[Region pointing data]
►

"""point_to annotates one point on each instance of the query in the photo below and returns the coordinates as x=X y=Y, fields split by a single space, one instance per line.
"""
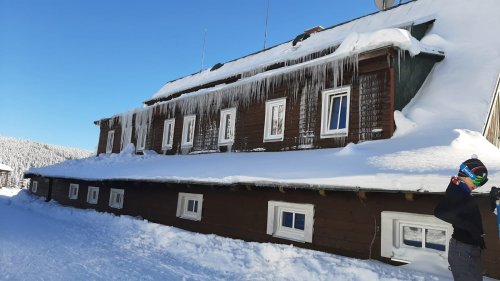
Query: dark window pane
x=334 y=113
x=343 y=113
x=300 y=221
x=435 y=239
x=412 y=236
x=287 y=219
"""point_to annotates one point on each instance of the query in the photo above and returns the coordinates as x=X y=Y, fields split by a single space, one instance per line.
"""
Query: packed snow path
x=45 y=241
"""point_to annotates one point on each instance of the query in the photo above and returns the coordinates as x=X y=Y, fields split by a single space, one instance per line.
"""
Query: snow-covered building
x=341 y=140
x=4 y=174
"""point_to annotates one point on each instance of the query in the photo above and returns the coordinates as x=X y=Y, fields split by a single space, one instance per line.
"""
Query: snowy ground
x=44 y=241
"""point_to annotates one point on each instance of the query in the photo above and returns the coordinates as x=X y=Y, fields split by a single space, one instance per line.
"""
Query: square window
x=109 y=143
x=168 y=134
x=335 y=112
x=188 y=131
x=189 y=206
x=73 y=191
x=141 y=138
x=116 y=197
x=406 y=235
x=274 y=126
x=93 y=195
x=290 y=220
x=226 y=127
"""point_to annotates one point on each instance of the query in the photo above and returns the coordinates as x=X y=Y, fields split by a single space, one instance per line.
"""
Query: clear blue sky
x=67 y=63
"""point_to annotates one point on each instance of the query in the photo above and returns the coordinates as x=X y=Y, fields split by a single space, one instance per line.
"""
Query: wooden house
x=260 y=148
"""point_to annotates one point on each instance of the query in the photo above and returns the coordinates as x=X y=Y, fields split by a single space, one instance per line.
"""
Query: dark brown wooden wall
x=343 y=223
x=373 y=111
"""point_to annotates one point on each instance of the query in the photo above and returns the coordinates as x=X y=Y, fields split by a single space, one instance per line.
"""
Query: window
x=226 y=128
x=73 y=191
x=168 y=134
x=335 y=112
x=34 y=187
x=116 y=197
x=141 y=138
x=290 y=220
x=111 y=139
x=407 y=235
x=274 y=126
x=93 y=195
x=188 y=130
x=189 y=206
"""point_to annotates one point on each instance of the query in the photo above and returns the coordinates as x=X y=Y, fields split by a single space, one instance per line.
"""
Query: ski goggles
x=476 y=180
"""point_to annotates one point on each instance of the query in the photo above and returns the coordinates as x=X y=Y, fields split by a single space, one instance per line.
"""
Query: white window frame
x=392 y=245
x=223 y=126
x=326 y=109
x=34 y=186
x=109 y=141
x=141 y=138
x=275 y=211
x=168 y=134
x=270 y=104
x=190 y=119
x=73 y=191
x=113 y=192
x=182 y=206
x=91 y=190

◄

• _What you need to do_: Please reproduce the records above exactly, omitting every picture.

• _Response to this exercise_:
"""point_to annotates one point on each instance of the query in the photo below and returns the coordinates as x=X y=Y, fields split by a single space, one instance per line.
"""
Query: dark window pane
x=334 y=113
x=343 y=113
x=300 y=221
x=435 y=239
x=412 y=236
x=287 y=219
"""point_to annotates one point on each instance of the query in the photo above and returns the coordinates as x=X y=Y, fields split by a single space, one instance per line.
"""
Query: packed snow path
x=45 y=241
"""point_to annotates one point on each instance of the query in the photo above and returns the coordinates as x=X y=Y, fields split by a single space, one instance per line.
"""
Query: snow-covered building
x=341 y=140
x=4 y=174
"""point_to annotates one point on each instance of the query in the photo above and returns the coordinates as x=X y=Y, fields split by a single space, one instance per line.
"""
Query: snowy ground
x=44 y=241
"""point_to annotates one point on each instance of the query in the photo above and returns the coordinates as x=X y=Y, fields split by a single space, one instance per line.
"""
Query: square window
x=109 y=143
x=168 y=134
x=335 y=112
x=188 y=131
x=189 y=206
x=73 y=191
x=141 y=138
x=116 y=197
x=406 y=235
x=274 y=126
x=93 y=195
x=290 y=220
x=226 y=127
"""point_to annotates one point on each instance of the query in the photo above and returns the coordinates as x=X y=Y, fields split by a single space, one instance per line.
"""
Query: clear blue sky
x=67 y=63
"""point_to annotates one point on each instance of the query in the photo above and returns the coordinates as x=X y=Y, fields split by a single space, one instance per line.
"""
Query: wooden house
x=260 y=148
"""point_to annotates one point on each instance of the query in the photo above and returns the coordinates as x=X y=Y, fields split by a single space, one instance per line.
"""
Query: dark brown wooden wall
x=343 y=223
x=373 y=111
"""point_to annotates one point on each instance of the query in the photo above and returns the coordinates as x=X y=Y, fields split by a single space, one instance per line.
"""
Query: window
x=226 y=128
x=73 y=191
x=168 y=134
x=335 y=112
x=34 y=187
x=116 y=197
x=141 y=138
x=290 y=220
x=111 y=139
x=407 y=235
x=274 y=126
x=93 y=195
x=188 y=130
x=189 y=206
"""point_to annotates one point on each instance of the query in the photo above and returns the coordinates as x=X y=Y, fields split by a single space, one instance per line.
"""
Query: ski goggles
x=476 y=180
"""point_to annotates one point on each instance of the query in the photo above and returns the coordinates as x=X y=Y, fields split by a single space, one instance per line.
"""
Query: white window frame
x=392 y=245
x=223 y=126
x=326 y=109
x=34 y=186
x=109 y=141
x=141 y=138
x=275 y=211
x=168 y=134
x=270 y=104
x=190 y=119
x=73 y=191
x=113 y=192
x=182 y=206
x=91 y=190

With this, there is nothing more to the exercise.